DOCUMENT SEGMENT -
• • • • •

There is substantial epidemiological evidence that people with T2DM has increased risk of fractures1,2. This increase in fracture risk occurs despite bone mineral density (BMD) being comparatively higher in those with T2DM than those without. In a meta-analysis, Vestergaard reported an increased Z-score of 0.41 at the spine and 0.27 at the hip associated with T2DM2. T2DM has been shown to be an independent risk factor for fractures, which is not attributable to increased body mass index (BMI) or other classical osteoporosis risk factors3.

Testosterone is anabolic for bone primarily through its aromatization to estrogen in adipose tissue4. Low testosterone in the setting of low or inappropriately normal luteinizing hormone and follicle-stimulating hormone is common in the diabetes population and may contribute to impaired bone strength in these men with T2DM5.

Production and consumption of soy foods within Western countries have increased dramatically with postulated health benefits including improvement in bone health, especially in women6. Habitual intake of soy isoflavones has also been associated with a reduced risk of T2DM and cardiovascular disease (CVD)7.

• • • • •

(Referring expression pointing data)
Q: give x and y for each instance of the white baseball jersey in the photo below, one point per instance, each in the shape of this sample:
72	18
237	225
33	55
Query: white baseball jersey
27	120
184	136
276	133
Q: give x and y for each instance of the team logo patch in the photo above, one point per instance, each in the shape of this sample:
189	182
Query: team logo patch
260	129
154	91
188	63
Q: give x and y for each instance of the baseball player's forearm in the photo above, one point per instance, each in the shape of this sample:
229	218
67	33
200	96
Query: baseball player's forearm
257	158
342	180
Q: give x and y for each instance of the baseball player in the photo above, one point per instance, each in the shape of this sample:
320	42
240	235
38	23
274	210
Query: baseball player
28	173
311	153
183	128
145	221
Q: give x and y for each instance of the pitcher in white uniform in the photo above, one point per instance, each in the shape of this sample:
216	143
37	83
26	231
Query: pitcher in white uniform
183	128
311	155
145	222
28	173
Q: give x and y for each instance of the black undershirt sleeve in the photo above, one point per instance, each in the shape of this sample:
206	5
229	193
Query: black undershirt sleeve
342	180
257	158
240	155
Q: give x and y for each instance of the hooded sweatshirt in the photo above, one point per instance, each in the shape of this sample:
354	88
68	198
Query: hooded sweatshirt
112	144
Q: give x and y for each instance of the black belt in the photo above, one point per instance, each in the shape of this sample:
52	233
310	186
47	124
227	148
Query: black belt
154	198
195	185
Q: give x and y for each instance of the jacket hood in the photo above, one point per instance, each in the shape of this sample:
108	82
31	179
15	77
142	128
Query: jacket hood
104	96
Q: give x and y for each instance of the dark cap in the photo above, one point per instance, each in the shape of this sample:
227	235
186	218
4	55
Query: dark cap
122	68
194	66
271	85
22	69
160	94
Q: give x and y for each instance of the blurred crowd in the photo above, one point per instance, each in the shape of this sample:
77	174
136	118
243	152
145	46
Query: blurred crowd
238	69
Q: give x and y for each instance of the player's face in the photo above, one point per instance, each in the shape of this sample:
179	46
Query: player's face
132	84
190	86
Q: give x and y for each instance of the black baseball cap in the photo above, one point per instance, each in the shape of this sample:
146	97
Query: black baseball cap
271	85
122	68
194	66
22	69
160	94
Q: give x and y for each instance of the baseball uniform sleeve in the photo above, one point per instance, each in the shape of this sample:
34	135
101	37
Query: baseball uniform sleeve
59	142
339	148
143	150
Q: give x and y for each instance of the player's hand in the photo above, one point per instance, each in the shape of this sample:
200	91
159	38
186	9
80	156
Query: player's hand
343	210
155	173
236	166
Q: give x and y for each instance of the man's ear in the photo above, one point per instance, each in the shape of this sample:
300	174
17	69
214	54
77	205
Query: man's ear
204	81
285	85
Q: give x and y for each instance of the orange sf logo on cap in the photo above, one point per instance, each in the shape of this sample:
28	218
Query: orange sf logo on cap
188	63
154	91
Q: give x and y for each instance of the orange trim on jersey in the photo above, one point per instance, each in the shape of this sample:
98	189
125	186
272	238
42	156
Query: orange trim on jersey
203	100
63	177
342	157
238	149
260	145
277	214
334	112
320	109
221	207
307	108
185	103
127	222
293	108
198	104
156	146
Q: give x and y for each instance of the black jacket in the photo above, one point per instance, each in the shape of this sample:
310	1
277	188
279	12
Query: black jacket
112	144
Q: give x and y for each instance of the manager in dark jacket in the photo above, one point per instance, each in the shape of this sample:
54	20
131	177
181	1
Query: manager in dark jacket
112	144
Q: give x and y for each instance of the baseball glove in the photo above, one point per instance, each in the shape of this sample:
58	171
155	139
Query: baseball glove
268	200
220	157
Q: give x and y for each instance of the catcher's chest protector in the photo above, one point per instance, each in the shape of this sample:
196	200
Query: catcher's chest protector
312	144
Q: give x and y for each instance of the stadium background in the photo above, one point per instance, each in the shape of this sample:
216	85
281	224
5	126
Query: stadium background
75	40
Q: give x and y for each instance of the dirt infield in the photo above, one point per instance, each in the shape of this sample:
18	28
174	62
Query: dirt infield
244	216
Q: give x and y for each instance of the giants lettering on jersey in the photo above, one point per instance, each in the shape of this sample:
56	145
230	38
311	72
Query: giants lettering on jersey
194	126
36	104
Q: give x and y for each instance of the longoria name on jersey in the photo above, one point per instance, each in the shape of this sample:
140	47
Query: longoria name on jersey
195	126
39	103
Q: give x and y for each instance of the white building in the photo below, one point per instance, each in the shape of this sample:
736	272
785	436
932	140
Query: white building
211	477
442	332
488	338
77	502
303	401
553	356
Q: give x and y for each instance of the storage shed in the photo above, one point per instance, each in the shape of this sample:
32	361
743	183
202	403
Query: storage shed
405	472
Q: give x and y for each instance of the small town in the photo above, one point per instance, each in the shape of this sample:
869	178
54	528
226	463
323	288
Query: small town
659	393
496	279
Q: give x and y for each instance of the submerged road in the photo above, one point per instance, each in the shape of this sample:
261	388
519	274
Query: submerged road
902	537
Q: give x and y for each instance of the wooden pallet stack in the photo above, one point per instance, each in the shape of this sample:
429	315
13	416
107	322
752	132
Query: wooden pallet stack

• • • • •

EXERCISE INSTRUCTIONS -
• a. Which hormones does the passage on type 2 diabetes and bone mention? List all of them.
• b. Answer these questions from the passage on type 2 diabetes and bone:
(i) What Z-score increase at the hip did Vestergaard report in association with T2DM?
(ii) Where does the aromatization of testosterone to estrogen occur?
(iii) Apart from T2DM, what disease has habitual intake of soy isoflavones been associated with a reduced risk of?
• c. Reproduce the passage on type 2 diabetes and bone between "Production and consumption" and "cardiovascular disease (CVD)7.", inclusive.
These rows have nothing to do with the passage on type 2 diabetes and bone.

ANSWERS FOR THE EXERCISE -
• a.
- Testosterone
- Estrogen
- Luteinizing hormone
- Follicle-stimulating hormone

• b.
(i) 0.27
(ii) In adipose tissue
(iii) Cardiovascular disease (CVD)

• c.
Production and consumption of soy foods within Western countries have increased dramatically with postulated health benefits including improvement in bone health, especially in women6. Habitual intake of soy isoflavones has also been associated with a reduced risk of T2DM and cardiovascular disease (CVD)7.